*** Opening of Study text ***
The Covered California 2015-15 budget proposal was just revealed on May 13th and it showcases the same prudent fiscal planning that helped it to establish the biggest state health exchange in the country.
Source: Facebook
The federal Patient Protection and Affordable Care Act resulted in the establishment of Covered California’s insurance marketplace, which it created in partnership with the California Department of Health Care Services.
The following are a few of the highlights of the Covered California 2015-16 budget proposal:
This upcoming year will be the last year that federal establishment funds will be used. Covered California will receive roughly $100 million in federal funding for this year in order to continue to fund planning, development and implementation activities to continue to establish the biggest state exchange in the country. After this year, Covered California will begin relying on fees that it collects from its health plans in addition to the reserves saved from federal funds.
The fiscal year should end with almost $194 million in unrestricted reserves, which is enough for more than six month’s of operating funds. This means that Covered California is currently on strong financial footing.
If enrollment in the upcoming year ends up being larger than anticipated, then Covered California will lower the assessment they charge health plans. If enrollment ends up being lower than expected, they will explore the reduction of costs and either reduce reserves or increase the assessment they charge health plans.
In order to maintain a positive balance sheet, Covered California will begin to rely more on state personnel and less on contracted services in order to accomplish their goals and serve their customers.
*** Close of Study text ***
*** Opening of Listed records ***
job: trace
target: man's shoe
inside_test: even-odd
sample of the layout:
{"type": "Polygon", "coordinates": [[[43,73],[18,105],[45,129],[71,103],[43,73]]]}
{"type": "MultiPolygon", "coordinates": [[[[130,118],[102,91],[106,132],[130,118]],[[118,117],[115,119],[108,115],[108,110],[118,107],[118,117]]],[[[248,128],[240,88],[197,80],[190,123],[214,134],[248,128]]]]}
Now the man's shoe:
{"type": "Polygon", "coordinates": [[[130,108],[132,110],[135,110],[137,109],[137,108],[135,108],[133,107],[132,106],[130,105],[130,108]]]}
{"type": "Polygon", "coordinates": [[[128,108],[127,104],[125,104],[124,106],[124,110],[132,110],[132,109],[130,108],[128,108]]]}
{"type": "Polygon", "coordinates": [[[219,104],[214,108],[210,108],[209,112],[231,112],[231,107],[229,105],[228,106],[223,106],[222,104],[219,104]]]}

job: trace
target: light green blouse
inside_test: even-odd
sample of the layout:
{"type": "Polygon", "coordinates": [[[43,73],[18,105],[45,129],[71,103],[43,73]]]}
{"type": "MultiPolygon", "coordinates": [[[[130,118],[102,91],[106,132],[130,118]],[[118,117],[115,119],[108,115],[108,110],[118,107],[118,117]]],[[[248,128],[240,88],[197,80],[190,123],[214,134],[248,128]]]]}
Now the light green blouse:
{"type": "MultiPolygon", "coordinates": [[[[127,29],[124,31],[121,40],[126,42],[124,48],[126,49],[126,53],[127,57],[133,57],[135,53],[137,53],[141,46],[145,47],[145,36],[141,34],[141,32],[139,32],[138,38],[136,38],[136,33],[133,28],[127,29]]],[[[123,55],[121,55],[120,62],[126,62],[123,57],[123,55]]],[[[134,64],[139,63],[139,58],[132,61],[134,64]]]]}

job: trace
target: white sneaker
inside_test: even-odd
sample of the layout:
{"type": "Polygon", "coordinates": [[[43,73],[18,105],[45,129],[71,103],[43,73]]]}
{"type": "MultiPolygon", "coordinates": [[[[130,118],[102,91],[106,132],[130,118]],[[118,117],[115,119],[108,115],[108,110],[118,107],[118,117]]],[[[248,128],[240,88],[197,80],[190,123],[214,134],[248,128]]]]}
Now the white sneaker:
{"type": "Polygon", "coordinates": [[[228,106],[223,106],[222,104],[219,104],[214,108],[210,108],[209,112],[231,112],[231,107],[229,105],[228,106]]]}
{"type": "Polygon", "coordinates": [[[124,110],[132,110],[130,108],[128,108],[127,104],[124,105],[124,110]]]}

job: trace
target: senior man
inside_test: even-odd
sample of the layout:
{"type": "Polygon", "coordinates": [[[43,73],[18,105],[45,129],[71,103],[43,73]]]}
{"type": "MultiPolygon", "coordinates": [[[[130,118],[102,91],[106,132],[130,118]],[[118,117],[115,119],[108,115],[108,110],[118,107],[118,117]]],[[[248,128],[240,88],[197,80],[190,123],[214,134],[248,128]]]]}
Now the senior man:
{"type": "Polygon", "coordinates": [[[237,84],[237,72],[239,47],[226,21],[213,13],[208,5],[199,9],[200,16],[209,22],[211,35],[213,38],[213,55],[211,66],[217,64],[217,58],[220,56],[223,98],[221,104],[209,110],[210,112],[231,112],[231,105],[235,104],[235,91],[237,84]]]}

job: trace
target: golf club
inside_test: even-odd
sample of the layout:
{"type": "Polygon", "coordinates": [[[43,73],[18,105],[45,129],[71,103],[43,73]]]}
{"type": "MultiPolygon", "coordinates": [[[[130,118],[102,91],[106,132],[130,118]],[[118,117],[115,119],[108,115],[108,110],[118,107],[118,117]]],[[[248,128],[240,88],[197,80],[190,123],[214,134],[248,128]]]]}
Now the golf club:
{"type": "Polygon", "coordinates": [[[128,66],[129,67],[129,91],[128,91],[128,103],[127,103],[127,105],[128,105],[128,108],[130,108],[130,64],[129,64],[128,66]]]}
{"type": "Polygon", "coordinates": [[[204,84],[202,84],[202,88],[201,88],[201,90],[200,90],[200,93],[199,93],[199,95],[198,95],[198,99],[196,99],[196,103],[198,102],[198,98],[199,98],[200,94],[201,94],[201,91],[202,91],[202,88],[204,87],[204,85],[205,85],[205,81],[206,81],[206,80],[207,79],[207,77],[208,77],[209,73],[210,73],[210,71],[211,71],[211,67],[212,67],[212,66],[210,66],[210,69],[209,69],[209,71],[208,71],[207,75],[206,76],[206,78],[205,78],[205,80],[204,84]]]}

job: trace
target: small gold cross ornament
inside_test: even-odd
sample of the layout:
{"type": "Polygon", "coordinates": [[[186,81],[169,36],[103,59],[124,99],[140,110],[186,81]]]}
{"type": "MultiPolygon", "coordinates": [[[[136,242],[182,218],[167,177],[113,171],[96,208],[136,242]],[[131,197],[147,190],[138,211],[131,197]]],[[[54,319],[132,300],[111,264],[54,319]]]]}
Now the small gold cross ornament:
*** Close of Listed records ***
→ **Work instruction**
Rewrite the Covered California budget text from "In order to maintain" up to and including "serve their customers.", changing "contracted services" to "outside contractors".

→ **Task solution**
In order to maintain a positive balance sheet, Covered California will begin to rely more on state personnel and less on outside contractors in order to accomplish their goals and serve their customers.